EXERCISE DETAILS
Can you transcribe the data exactly? Leave the pictures out.
** begin THE DATA **
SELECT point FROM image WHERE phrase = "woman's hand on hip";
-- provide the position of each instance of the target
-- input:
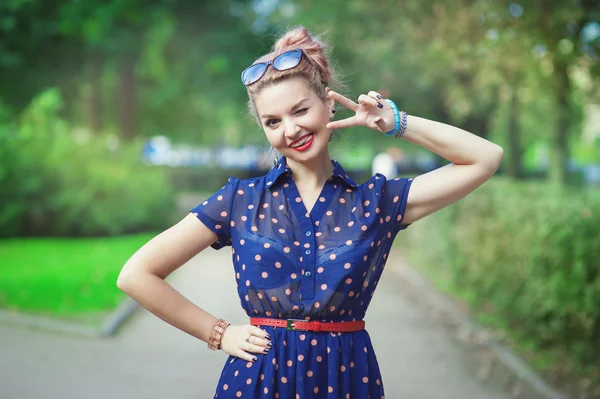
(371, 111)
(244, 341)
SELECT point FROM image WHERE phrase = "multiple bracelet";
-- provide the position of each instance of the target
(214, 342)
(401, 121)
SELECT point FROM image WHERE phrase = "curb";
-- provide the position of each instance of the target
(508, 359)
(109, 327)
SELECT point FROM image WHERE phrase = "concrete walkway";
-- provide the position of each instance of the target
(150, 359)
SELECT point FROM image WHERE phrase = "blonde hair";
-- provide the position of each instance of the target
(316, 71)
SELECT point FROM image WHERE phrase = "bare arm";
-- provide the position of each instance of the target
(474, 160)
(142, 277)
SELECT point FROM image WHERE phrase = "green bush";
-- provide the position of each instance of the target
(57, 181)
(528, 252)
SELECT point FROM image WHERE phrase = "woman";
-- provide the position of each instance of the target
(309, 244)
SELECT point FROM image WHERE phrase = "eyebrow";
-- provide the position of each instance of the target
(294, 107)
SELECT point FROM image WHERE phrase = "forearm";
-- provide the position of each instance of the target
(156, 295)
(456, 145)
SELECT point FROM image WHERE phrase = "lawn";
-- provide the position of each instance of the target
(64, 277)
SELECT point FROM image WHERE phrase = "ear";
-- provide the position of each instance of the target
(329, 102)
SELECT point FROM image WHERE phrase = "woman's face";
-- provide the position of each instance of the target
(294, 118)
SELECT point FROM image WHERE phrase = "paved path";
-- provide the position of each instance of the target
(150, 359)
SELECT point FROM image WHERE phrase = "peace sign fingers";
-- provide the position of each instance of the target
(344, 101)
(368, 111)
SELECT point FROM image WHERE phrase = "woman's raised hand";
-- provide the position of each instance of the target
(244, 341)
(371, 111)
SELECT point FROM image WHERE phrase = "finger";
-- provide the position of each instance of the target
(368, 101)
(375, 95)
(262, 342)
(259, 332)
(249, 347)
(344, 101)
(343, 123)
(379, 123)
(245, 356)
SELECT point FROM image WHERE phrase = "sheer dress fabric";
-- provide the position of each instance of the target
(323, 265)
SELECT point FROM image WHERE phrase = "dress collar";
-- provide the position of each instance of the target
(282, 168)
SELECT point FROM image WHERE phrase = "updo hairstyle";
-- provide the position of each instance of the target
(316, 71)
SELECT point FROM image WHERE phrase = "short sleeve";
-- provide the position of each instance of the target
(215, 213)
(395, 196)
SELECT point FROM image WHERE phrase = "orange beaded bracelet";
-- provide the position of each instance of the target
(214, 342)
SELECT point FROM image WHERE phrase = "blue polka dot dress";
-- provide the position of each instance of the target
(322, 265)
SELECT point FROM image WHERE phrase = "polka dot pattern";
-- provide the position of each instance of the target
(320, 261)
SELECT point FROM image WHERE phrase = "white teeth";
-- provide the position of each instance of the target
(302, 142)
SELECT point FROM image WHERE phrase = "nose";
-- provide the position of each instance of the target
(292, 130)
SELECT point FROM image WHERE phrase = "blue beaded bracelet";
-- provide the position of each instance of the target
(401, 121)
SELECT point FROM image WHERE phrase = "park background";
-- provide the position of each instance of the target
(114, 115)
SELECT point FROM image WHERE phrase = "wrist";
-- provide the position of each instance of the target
** end THE DATA **
RESULT FOR THIS EXERCISE
SELECT point FROM image WHERE phrase = "woman's hand on hip";
-- provide the position of each instance of the target
-- input:
(371, 111)
(244, 341)
SELECT point FROM image WHERE phrase = "multiple bracelet";
-- provide the position of each instance of the target
(214, 342)
(401, 121)
SELECT point FROM image WHERE phrase = "curb";
-- provide the position of each instance of the target
(508, 359)
(109, 327)
SELECT point FROM image WHERE phrase = "concrete walkway";
-- provide the position of each instance of the target
(150, 359)
SELECT point FROM image WHERE phrase = "blonde hair";
-- provide the position of each instance of the target
(316, 71)
SELECT point FROM image WHERE phrase = "bare arm";
-- provide the position of each instance of the target
(474, 160)
(142, 277)
SELECT point FROM image WHERE phrase = "green bush";
-- provide the position of each instance of the target
(57, 181)
(528, 252)
SELECT point FROM image WHERE phrase = "woman";
-- provide the position of each instance of the target
(309, 244)
SELECT point FROM image WHERE phrase = "eyebrow";
-- provide the position of each instance of the target
(294, 107)
SELECT point FROM image WHERE phrase = "forearm";
-- provide the position of each instance of the target
(156, 295)
(456, 145)
SELECT point FROM image WHERE phrase = "lawn";
-- provide the position of each instance of the target
(64, 277)
SELECT point FROM image WHERE phrase = "ear";
-- provide the position of each instance of the target
(329, 102)
SELECT point FROM image WHERE phrase = "woman's face";
-- provide the position of each instance of the target
(294, 118)
SELECT point FROM image WHERE phrase = "paved path";
-- provide the position of each instance of the target
(150, 359)
SELECT point FROM image WHERE phrase = "peace sign fingers";
-- provide the position of each instance of the target
(344, 101)
(368, 111)
SELECT point FROM image WHERE phrase = "woman's raised hand";
-- provide the position of each instance of the target
(244, 341)
(371, 111)
SELECT point FROM image WHERE phrase = "finger";
-- provide the position of each instance of the target
(368, 101)
(375, 95)
(262, 342)
(259, 332)
(249, 347)
(344, 101)
(343, 123)
(379, 123)
(245, 356)
SELECT point FROM image WHERE phrase = "sheer dress fabric";
-- provide the position of each instance of the target
(323, 265)
SELECT point FROM image WHERE phrase = "dress collar";
-- provide the position of each instance of the target
(282, 168)
SELECT point FROM image WHERE phrase = "updo hairstyle";
-- provide the position of each instance of the target
(316, 71)
SELECT point FROM image WHERE phrase = "short sleeve";
-- provide the position of each instance of the target
(215, 213)
(395, 196)
SELECT point FROM image WHERE phrase = "orange beaded bracelet";
-- provide the position of each instance of the target
(214, 342)
SELECT point FROM image WHERE phrase = "blue polka dot dress";
-- provide the position of each instance of the target
(322, 265)
SELECT point FROM image WHERE phrase = "polka dot pattern";
-- provide the position of each instance of the target
(320, 261)
SELECT point FROM image WHERE phrase = "white teeth";
-- provide the position of each instance of the target
(302, 142)
SELECT point FROM image WHERE phrase = "nose";
-- provide the position of each instance of the target
(292, 130)
SELECT point FROM image WHERE phrase = "blue beaded bracelet";
-- provide the position of each instance of the target
(401, 121)
SELECT point FROM image WHERE phrase = "park background";
-- provide the position of each instance of the target
(114, 115)
SELECT point FROM image WHERE phrase = "wrist";
-- provide the position of each instance of the target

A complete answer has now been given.